- **Exercises to complete**:
a. In the forum thread on overdrive pedals for metal, what amp head does the original poster say he has?
b. Decide whether each statement agrees with the forum thread on overdrive pedals for metal: (i) The Digitech Bad Monkey is called expensive. (ii) One poster says a BOSS SD-1 tightened up his 5150. (iii) TS9 pedals are said to be available for about 60 to 70 dollars on craigslist.
c. Write the next part of the forum thread on overdrive pedals for metal, picking up after the point at which it stops.

Start Extract provided

# Overdrive pedal for metal



## XxImGuitardedxX (Oct 17, 2010)

Quick question, what is the best overdrive pedal to use infront of a high gain amp? I play some hardcore stuff and want to tighten up the sound and also get a little more. Any suggestions?


----------



## warlock7strEMG (Oct 17, 2010)

any type of Tubescreamer or Tubescreamer type OD will be good. what kinda amp are you gonna be using it for? all TS-type OD's basically do the same thing, but some do sound better with some amps than others i find. with that said, my fave one is the Maxon OD9. Digitech Bad Monkey is also great, particularly for boosting already high gain amps, also super cheap!!


----------



## xvultures (Oct 17, 2010)

Could try a BOSS SD-1. I just got one and it tightened up my 5150 so much. And they're really easy/fun to mod.


----------



## FireInside (Oct 17, 2010)

Ibanez TS-9. The new MXR Classic Overdrive (Guitar Center exclusive?) sounds pretty good and it only costs about $40.


----------



## Stealthdjentstic (Oct 17, 2010)

Ts9's and Maxon 808's are both very common.


----------



## Leuchty (Oct 17, 2010)

MXR GT-OD/MXR WYLDE OVERDRIVE


----------



## Rook (Oct 17, 2010)

Here's a thumbs up for the Ibanez TS808


----------



## Darren James (Oct 17, 2010)

I use an old jekyll and hyde od(the lawsuit one) and love it. It has a bass boost which for me I find comes in very handy.


----------



## Ericbrujo (Oct 17, 2010)

MXR GT-OD


----------



## XxImGuitardedxX (Oct 17, 2010)

Wow! thats a lot of choices so far. I have a Madison Divinity 2 head, very high gain stuff going on here. I dont know where to start, a lot of people tell me to go with the ts9 but that is still 100 bucks, but I dont want to get something that is going to sound like s**t. I had a ts9 before I had the Madison and now im kind of regreting getting rid of it


----------



## Stealthdjentstic (Oct 17, 2010)

You can score ts9's for like 60-70 bucks on craigslist, maxon 808's are also around that, a little pricier i think.


----------



## warlock7strEMG (Oct 17, 2010)

End Extract provided
Start Supplied information

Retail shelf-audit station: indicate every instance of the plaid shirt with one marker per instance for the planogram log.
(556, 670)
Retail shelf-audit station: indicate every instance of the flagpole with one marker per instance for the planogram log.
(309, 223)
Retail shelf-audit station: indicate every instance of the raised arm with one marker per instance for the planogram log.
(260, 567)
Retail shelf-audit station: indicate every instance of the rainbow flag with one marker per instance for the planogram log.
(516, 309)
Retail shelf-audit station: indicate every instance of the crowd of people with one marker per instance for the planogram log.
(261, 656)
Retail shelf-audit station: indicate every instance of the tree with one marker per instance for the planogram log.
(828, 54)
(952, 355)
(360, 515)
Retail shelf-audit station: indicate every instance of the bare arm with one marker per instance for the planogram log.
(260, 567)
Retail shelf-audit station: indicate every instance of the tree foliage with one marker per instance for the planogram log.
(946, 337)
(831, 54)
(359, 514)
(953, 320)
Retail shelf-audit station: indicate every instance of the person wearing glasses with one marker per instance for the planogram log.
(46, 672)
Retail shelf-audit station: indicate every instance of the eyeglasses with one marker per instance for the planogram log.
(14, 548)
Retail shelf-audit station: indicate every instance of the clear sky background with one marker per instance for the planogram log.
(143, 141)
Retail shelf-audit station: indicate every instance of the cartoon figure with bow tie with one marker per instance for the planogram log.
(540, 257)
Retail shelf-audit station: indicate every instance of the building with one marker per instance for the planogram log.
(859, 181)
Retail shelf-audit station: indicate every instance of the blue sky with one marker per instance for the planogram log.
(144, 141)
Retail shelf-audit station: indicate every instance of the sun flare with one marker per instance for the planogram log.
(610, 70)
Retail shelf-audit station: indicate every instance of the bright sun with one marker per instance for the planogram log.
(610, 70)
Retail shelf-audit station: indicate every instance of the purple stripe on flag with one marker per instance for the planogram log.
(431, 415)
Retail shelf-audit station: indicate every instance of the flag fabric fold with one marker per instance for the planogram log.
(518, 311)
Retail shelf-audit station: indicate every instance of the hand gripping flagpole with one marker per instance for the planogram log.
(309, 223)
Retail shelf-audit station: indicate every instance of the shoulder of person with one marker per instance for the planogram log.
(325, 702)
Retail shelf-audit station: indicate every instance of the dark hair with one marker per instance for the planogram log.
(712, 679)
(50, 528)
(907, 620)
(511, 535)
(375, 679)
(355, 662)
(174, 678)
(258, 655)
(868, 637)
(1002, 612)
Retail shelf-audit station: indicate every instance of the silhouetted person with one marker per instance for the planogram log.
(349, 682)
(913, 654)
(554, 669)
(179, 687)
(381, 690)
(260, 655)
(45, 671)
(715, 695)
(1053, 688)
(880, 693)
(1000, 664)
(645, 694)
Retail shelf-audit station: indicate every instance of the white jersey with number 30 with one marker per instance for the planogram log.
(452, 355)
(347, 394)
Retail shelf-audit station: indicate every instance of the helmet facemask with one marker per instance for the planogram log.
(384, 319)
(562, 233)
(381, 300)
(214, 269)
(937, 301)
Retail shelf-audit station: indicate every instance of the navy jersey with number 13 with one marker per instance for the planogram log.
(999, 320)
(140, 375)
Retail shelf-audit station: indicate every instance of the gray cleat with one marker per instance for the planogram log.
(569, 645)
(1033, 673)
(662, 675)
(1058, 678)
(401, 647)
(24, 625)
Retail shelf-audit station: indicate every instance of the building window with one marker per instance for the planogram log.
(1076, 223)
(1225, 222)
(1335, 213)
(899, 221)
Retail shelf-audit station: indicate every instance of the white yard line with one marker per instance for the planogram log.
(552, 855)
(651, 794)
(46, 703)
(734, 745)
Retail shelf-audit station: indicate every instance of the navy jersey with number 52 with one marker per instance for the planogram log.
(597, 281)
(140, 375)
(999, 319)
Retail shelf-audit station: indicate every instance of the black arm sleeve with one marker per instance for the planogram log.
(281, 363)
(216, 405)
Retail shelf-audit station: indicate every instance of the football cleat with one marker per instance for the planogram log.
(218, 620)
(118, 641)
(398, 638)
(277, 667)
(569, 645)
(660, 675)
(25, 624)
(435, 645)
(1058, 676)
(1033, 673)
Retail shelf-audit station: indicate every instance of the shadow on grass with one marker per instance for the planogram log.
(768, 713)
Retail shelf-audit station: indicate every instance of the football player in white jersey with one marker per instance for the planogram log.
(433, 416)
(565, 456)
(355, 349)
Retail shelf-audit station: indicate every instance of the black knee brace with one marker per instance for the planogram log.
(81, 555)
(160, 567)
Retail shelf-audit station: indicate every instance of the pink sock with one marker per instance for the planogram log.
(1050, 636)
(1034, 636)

End Supplied information

- **Outputs by task**:
a. A Madison Divinity 2 head.

b.
(i) No: "also super cheap!!"
(ii) Yes: "it tightened up my 5150 so much"
(iii) Yes: "You can score ts9's for like 60-70 bucks on craigslist"

c.
XxImGuitardedxX said:


> Wow! thats a lot of choices so far. I have a Madison Divinity 2 head, very high gain stuff going on here. I dont know where to start, a lot of people tell me to go with the ts9 but that is still 100 bucks, but I dont want to get something that is going to sound like s**t. I had a ts9 before I had the Madison and now im kind of regreting getting rid of it



Digitech Bad Monkey..........works great for boosting already high gain amps and costs about $50 new


----------



## XxImGuitardedxX (Oct 17, 2010)

warlock7strEMG said:


> Digitech Bad Monkey..........works great for boosting already high gain amps and costs about $50 new


 
A few people also suggested the bad monkey  arhhh this is going to be a tough choice.


----------



## Despised_0515 (Oct 18, 2010)

Get the GT-OD and call it a day bro. - $0.02



No matter what you get, go eBay or Craigslist.


----------



## XxImGuitardedxX (Oct 18, 2010)

Despised_0515 said:


> Get the GT-OD and call it a day bro. - $0.02
> 
> 
> 
> No matter what you get, go eBay or Craigslist.


 
the GT-OD sounds really good, this may be the one I will go for.


----------



## Necky379 (Oct 18, 2010)

Despised_0515 said:


> Get the GT-OD and call it a day bro. - $0.02
> 
> 
> 
> No matter what you get, go eBay or Craigslist.



agreed


----------



## Leuchty (Oct 18, 2010)

What type of amp are you using? IMO, rectos should have a Tubescreamer (TS7/9/808) in front because of the circuit frequency range. Everything else should have the GTOD


----------



## Soubi7string (Oct 18, 2010)

well it isn't an overdrive pedal but if you're looking for a gain boost and can find one
I suggest a Boss FZ-2 Hyper Fuzz
I love that pedal and brings out a BEAST in Gain(in a good way)


----------



## Ishan (Oct 19, 2010)

We don't use OD for gain but for sound shaping, at least most of us do.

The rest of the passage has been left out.